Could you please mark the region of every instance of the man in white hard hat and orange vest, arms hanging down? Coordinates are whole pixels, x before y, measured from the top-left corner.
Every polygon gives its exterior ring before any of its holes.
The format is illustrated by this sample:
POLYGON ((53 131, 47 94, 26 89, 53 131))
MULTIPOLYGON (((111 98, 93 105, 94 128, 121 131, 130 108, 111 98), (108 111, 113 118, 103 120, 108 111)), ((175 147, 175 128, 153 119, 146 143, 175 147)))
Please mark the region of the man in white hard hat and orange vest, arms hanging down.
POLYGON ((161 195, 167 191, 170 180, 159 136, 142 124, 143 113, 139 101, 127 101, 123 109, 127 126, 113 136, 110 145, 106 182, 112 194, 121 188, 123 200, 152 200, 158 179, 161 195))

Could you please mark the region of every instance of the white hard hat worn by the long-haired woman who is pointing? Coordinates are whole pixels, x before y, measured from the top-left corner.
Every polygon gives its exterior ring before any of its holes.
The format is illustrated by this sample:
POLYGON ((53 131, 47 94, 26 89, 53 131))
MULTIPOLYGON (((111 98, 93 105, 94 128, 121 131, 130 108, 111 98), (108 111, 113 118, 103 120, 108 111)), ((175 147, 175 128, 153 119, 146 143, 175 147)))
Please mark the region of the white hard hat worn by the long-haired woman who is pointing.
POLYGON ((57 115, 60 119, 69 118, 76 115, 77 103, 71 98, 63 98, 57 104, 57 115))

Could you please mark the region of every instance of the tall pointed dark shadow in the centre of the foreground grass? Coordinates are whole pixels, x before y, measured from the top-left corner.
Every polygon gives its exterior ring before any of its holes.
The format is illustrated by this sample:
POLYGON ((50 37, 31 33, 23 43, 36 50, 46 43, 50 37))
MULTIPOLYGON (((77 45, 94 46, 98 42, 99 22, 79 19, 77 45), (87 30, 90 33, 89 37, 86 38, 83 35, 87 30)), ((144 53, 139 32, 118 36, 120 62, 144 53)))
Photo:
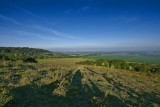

### [PROBLEM REQUIREMENTS]
Exactly the lines from the one containing "MULTIPOLYGON (((77 45, 94" through the last line of the material above, both included and free of pictures, should make up your answer, please.

### [RESULT OF THE TASK]
MULTIPOLYGON (((77 45, 94 46, 98 42, 99 22, 79 19, 77 45), (87 30, 90 33, 89 37, 86 38, 83 35, 87 30)), ((144 53, 139 32, 118 36, 120 62, 144 53)))
Photo:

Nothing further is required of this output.